# REQUIREMENTS:
Return every line of the material that contains the word "boundary".
──────── SOURCE RECORDS ────────
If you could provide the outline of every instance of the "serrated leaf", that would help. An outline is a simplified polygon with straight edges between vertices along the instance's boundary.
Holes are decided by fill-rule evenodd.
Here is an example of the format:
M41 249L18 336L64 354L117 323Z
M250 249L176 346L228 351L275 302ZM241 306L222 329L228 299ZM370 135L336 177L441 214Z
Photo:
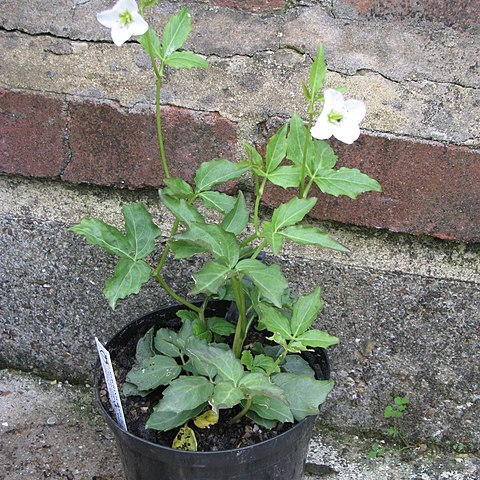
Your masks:
M201 192L198 198L202 200L203 204L208 208L213 208L220 213L228 213L234 206L236 199L225 193L216 192L215 190Z
M279 373L273 382L281 387L295 420L303 420L308 415L318 414L319 406L325 402L333 388L331 380L316 380L308 375Z
M295 339L304 347L328 348L339 343L339 339L321 330L307 330Z
M135 260L150 255L155 248L155 239L161 233L150 212L143 203L130 203L122 207L122 215L126 238L135 252Z
M278 398L256 395L253 397L251 410L267 420L276 420L282 423L293 423L294 421L292 411L288 405Z
M275 306L282 306L282 296L288 283L278 265L266 266L258 260L238 262L236 269L245 273L260 290L260 293Z
M193 188L181 178L166 178L164 192L170 197L189 200L193 197Z
M317 55L315 60L310 67L310 91L312 97L316 97L317 93L323 87L323 82L325 81L325 75L327 74L327 66L325 65L325 53L323 50L323 45L318 46Z
M159 408L177 413L192 410L208 402L212 394L213 384L205 377L181 376L164 390Z
M183 225L190 226L192 223L204 223L200 212L196 207L187 203L183 198L170 197L162 190L158 191L162 203L175 215L175 218Z
M287 203L282 203L272 214L272 224L276 231L294 225L313 208L316 198L292 198Z
M182 8L177 14L170 17L162 35L162 57L166 59L175 50L182 48L191 30L190 12Z
M338 243L327 233L322 232L316 227L293 225L278 232L277 235L295 243L317 245L318 247L338 250L340 252L349 251L348 248L344 247L341 243Z
M85 237L91 245L122 258L132 258L132 246L127 238L115 227L97 218L84 218L78 225L68 229L69 232Z
M165 63L172 68L208 68L210 64L196 53L185 50L183 52L173 52Z
M248 225L249 213L245 197L238 193L235 206L225 215L220 226L227 232L239 235Z
M127 374L127 382L139 390L153 390L160 385L168 385L182 372L177 362L165 355L155 355L135 365Z
M245 395L240 388L237 388L231 382L220 382L215 385L210 404L218 411L222 408L232 408L238 405Z
M161 402L160 402L161 403ZM145 428L167 432L173 428L183 425L191 418L196 417L205 407L205 404L199 405L197 408L183 412L172 412L167 410L160 410L159 404L154 408L150 415Z
M286 165L278 167L267 175L268 180L282 188L295 188L300 185L302 167L300 165Z
M150 280L151 268L143 261L134 261L130 258L121 258L113 277L109 278L103 289L112 310L115 310L117 301L138 293L141 286Z
M195 175L195 191L200 193L210 190L215 185L240 178L247 170L248 167L239 167L238 164L226 159L204 162Z
M287 153L287 125L283 125L267 143L265 152L266 173L272 173Z
M355 199L360 193L382 191L376 180L356 168L342 167L338 170L321 170L317 172L314 182L323 193L335 197L346 195Z
M323 301L320 297L321 290L317 287L308 295L299 297L293 306L290 327L293 337L304 333L317 318L318 312L323 307Z
M231 268L240 257L240 247L235 235L226 232L220 225L193 223L186 232L177 235L176 239L201 245L216 259L226 261Z
M175 438L172 442L172 448L176 450L185 450L188 452L196 452L197 437L195 437L195 432L188 426L184 425L175 435Z

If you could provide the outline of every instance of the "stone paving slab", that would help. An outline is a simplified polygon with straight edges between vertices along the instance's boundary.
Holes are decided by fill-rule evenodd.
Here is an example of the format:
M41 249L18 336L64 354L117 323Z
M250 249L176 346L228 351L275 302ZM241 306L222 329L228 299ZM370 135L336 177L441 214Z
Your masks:
M369 459L372 439L318 431L305 480L476 480L480 460L428 448ZM112 435L90 386L0 371L0 480L121 480ZM194 479L192 479L194 480ZM252 479L262 480L262 479ZM288 480L288 479L285 479Z

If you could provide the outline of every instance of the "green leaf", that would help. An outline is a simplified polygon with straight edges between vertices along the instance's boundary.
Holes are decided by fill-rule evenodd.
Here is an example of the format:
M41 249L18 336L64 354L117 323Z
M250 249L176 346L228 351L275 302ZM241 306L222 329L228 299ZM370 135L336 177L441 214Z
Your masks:
M327 66L325 65L325 53L323 50L323 45L318 46L317 55L315 60L310 67L310 91L312 97L316 97L317 93L323 87L323 82L325 81L325 75L327 74Z
M216 259L224 259L233 268L240 257L240 247L235 235L226 232L220 225L193 223L190 228L176 236L208 249Z
M199 293L217 293L219 288L223 286L230 268L215 260L209 260L203 267L193 275L195 286L190 292L192 295Z
M225 193L216 192L215 190L201 192L198 194L203 204L208 208L213 208L220 213L228 213L234 206L236 199Z
M283 389L295 420L318 414L318 407L333 388L331 380L315 380L308 375L279 373L273 382Z
M177 14L170 17L162 35L162 57L166 59L175 50L182 48L191 30L190 12L182 8Z
M256 395L253 397L251 410L267 420L276 420L282 423L293 423L294 421L292 411L288 405L278 398Z
M151 269L143 261L121 258L115 267L113 277L107 280L103 293L107 297L112 310L118 300L138 293L141 286L150 279Z
M287 153L287 125L283 125L268 141L265 153L266 173L272 173Z
M97 218L84 218L78 225L68 229L82 235L88 243L103 248L108 253L123 258L132 258L132 246L127 238L115 227Z
M248 225L248 209L242 192L238 193L235 206L225 215L220 226L227 232L239 235Z
M338 243L327 233L322 232L316 227L293 225L291 227L287 227L281 232L278 232L277 235L280 235L281 237L284 237L287 240L295 243L317 245L322 248L330 248L340 252L349 251L348 248L344 247L341 243Z
M159 328L155 335L155 349L168 357L179 357L180 349L177 346L178 334L168 328Z
M264 373L246 373L240 380L238 388L241 388L246 395L253 397L263 395L266 397L284 399L283 390L273 384L270 377Z
M247 167L239 167L226 159L204 162L195 175L195 191L199 193L210 190L215 185L240 178L247 170Z
M321 330L307 330L295 338L304 347L328 348L339 343L339 339Z
M287 138L287 158L295 165L302 166L305 138L307 139L307 162L313 157L313 142L311 135L303 124L299 115L294 114L290 119L290 130Z
M207 318L207 327L210 331L222 337L228 337L235 333L235 325L221 317Z
M294 337L298 337L298 335L305 332L317 318L318 312L323 307L323 301L320 295L320 287L317 287L308 295L299 297L293 306L290 327Z
M260 316L258 326L260 329L267 329L272 333L279 333L284 339L292 337L290 321L278 309L270 305L260 305Z
M175 215L175 218L184 225L190 226L193 222L204 223L200 212L187 203L183 198L170 197L162 190L158 191L162 203Z
M170 357L155 355L136 364L127 374L127 382L139 390L153 390L168 385L182 372L182 367Z
M153 333L154 328L150 328L148 332L138 341L135 351L135 360L140 363L147 358L153 357L155 351L153 350Z
M193 197L193 188L181 178L166 178L165 185L166 188L163 191L170 197L183 198L185 200Z
M335 197L346 195L355 199L363 192L382 191L376 180L356 168L342 167L338 170L321 170L317 172L314 182L323 193Z
M295 373L296 375L308 375L315 378L315 370L300 355L287 355L281 364L282 370L286 373Z
M268 180L282 188L295 188L300 185L302 167L300 165L287 165L278 167L273 173L267 175Z
M278 231L303 220L316 201L316 198L292 198L289 202L282 203L272 215L272 224L275 230Z
M272 253L278 255L283 245L283 237L275 230L272 222L263 222L262 230L265 240L270 245Z
M200 55L188 50L173 52L166 58L165 63L173 68L208 68L210 66Z
M144 50L149 53L150 48L152 49L152 55L156 58L162 58L162 47L160 45L160 39L158 38L157 32L153 28L148 28L148 30L140 35L138 38Z
M150 415L145 428L160 430L161 432L167 432L168 430L172 430L173 428L183 425L191 418L196 417L205 407L204 403L192 410L173 412L168 410L160 410L158 405L154 408L153 413Z
M208 402L213 394L213 384L205 377L179 377L164 390L160 410L183 412Z
M288 283L278 265L266 266L258 260L241 260L236 269L245 273L260 293L275 306L282 306L282 295Z
M153 223L152 215L143 203L130 203L122 207L125 233L135 252L135 260L145 258L155 248L160 229Z
M221 408L232 408L238 405L244 398L243 391L235 387L233 383L220 382L215 385L210 404L214 410L218 411Z

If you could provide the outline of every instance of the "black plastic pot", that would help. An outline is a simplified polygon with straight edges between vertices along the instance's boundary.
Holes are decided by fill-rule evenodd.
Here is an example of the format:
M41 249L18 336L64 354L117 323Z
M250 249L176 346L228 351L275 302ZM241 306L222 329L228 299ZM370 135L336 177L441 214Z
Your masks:
M224 316L230 302L212 302L207 315ZM106 345L112 359L151 326L178 328L175 315L184 307L166 307L141 317L119 331ZM307 358L318 379L330 375L323 349ZM315 422L307 417L277 437L249 447L217 452L186 452L157 445L122 430L111 417L100 396L101 368L95 369L97 401L107 424L113 430L127 480L301 480L308 443Z

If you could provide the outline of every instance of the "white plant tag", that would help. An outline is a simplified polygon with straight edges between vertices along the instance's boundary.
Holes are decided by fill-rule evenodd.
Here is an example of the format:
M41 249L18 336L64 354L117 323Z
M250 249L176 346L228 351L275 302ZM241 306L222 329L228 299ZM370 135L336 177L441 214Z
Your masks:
────────
# SOLUTION TO THIS TASK:
If you could provide the outline of every instance of the "serrated leaf", that would help. An outline is a simplified polygon with straight edges between vertices along the instance's boundary.
If you could provide the outline of every instance of the "stone paving slab", that would help. An outline is a simplified polygon with straight edges between vertices along the instance's boundary.
If you could provide the outline of every instance of the "green leaf", that would help. An outline is a simplified polygon with straight edges between vertices along the instance's boundary.
If you could provide the outline of every instance of the "black plastic pot", that would help. An outline is a simplified polygon with straight edges between vertices along the instance's boundary.
If you could provide the outline of every instance of the "white plant tag", that would help. An outline is a simplified polygon with straight edges between vertices along the instance's boundary.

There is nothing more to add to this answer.